> **Extracted data**

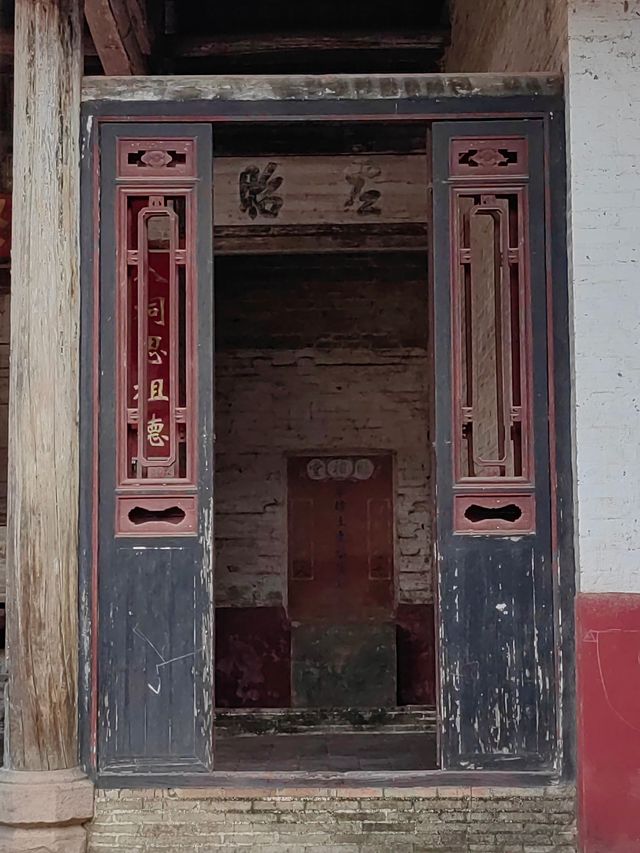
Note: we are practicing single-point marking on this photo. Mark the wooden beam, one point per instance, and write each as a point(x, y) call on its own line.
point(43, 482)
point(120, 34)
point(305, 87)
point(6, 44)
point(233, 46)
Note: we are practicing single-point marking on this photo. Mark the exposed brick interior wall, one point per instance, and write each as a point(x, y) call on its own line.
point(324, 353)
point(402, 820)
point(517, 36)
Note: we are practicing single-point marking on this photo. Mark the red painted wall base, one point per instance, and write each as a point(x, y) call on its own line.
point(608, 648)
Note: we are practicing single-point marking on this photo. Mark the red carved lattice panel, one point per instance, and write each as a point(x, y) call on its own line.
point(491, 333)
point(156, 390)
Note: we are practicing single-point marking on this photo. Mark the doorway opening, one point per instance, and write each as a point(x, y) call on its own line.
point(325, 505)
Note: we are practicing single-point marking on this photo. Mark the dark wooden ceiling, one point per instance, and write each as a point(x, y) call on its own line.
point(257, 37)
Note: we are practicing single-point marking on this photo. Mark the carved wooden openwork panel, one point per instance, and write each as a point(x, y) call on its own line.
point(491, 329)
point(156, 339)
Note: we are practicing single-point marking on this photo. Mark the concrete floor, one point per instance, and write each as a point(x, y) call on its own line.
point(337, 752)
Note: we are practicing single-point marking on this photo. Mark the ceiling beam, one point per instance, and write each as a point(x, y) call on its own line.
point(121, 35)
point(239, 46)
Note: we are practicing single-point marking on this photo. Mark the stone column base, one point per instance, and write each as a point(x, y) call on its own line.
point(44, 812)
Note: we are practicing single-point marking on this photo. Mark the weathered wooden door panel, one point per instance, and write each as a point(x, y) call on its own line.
==
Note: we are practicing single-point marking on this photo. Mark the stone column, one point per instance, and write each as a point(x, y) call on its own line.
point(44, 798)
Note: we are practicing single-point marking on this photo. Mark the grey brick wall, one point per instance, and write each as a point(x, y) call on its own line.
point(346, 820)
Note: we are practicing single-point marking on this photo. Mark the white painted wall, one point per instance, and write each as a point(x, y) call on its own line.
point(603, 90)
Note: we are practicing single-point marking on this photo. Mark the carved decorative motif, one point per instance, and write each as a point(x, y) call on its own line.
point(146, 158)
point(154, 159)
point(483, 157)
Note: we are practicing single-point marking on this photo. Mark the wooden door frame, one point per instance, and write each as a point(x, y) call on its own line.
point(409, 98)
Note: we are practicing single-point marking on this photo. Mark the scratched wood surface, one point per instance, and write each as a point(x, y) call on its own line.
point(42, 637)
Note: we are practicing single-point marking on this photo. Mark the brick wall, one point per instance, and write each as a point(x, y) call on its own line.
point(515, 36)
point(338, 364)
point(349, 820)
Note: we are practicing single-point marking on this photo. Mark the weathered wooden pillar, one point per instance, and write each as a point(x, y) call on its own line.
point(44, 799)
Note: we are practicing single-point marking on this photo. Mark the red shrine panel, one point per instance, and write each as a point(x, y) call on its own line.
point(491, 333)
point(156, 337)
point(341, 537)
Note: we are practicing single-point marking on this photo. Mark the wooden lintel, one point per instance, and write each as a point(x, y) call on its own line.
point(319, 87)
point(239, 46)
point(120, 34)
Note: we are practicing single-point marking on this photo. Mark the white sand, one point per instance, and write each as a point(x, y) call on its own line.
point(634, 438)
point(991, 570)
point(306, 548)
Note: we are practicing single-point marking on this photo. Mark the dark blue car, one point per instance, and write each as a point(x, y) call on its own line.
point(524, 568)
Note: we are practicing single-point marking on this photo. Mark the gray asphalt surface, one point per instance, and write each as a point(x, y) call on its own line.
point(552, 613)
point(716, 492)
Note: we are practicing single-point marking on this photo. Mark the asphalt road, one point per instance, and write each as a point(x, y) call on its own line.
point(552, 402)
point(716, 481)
--
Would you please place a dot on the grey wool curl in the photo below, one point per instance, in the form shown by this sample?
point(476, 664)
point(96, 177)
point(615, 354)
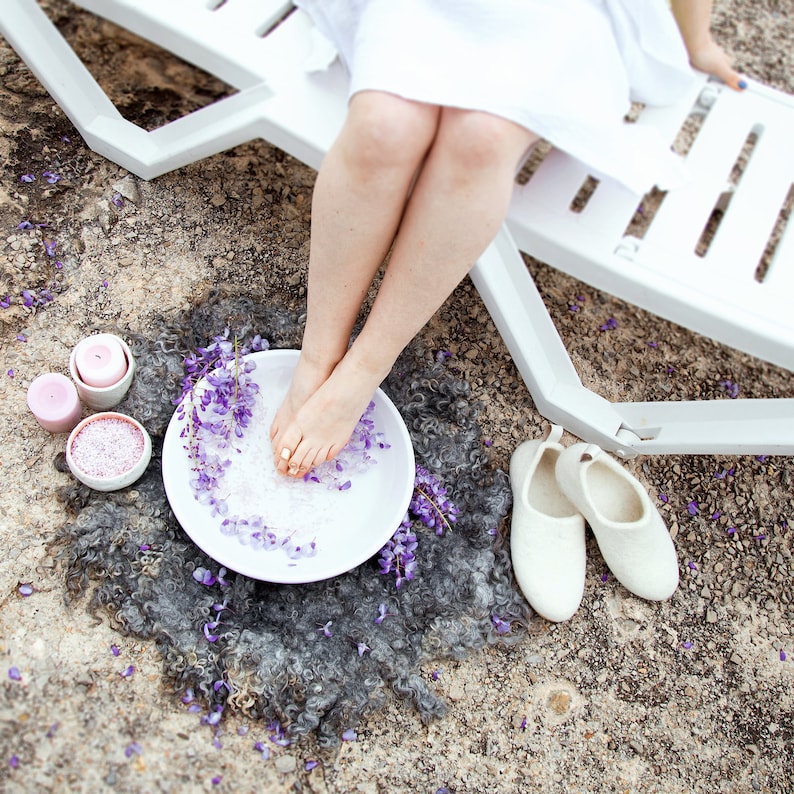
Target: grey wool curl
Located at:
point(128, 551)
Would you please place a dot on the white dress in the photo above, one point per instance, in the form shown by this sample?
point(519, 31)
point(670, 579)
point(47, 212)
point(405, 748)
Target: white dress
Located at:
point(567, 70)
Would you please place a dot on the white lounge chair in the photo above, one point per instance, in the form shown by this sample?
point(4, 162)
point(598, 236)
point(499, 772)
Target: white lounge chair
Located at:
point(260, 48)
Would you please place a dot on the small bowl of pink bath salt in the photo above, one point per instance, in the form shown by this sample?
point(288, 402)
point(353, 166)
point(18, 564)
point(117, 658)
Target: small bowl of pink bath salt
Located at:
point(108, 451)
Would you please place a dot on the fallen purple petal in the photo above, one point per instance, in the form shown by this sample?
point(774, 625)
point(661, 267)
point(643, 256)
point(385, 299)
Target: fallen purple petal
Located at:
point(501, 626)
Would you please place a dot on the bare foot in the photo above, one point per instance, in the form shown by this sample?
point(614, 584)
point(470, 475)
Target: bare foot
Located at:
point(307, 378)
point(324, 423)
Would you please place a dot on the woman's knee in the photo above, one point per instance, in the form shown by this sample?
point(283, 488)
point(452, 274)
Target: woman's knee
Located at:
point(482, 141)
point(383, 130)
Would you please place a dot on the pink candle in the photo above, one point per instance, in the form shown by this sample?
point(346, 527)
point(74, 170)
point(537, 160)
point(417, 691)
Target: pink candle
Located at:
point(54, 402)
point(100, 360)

> **What to produce**
Copy out each line in the preceding records that contains "Target".

> **Answer below**
Target: grey wool curl
Target: white dress
Target: white lounge chair
Target: small bowl of pink bath salt
Target: fallen purple petal
Target: bare foot
Target: woman's knee
Target: pink candle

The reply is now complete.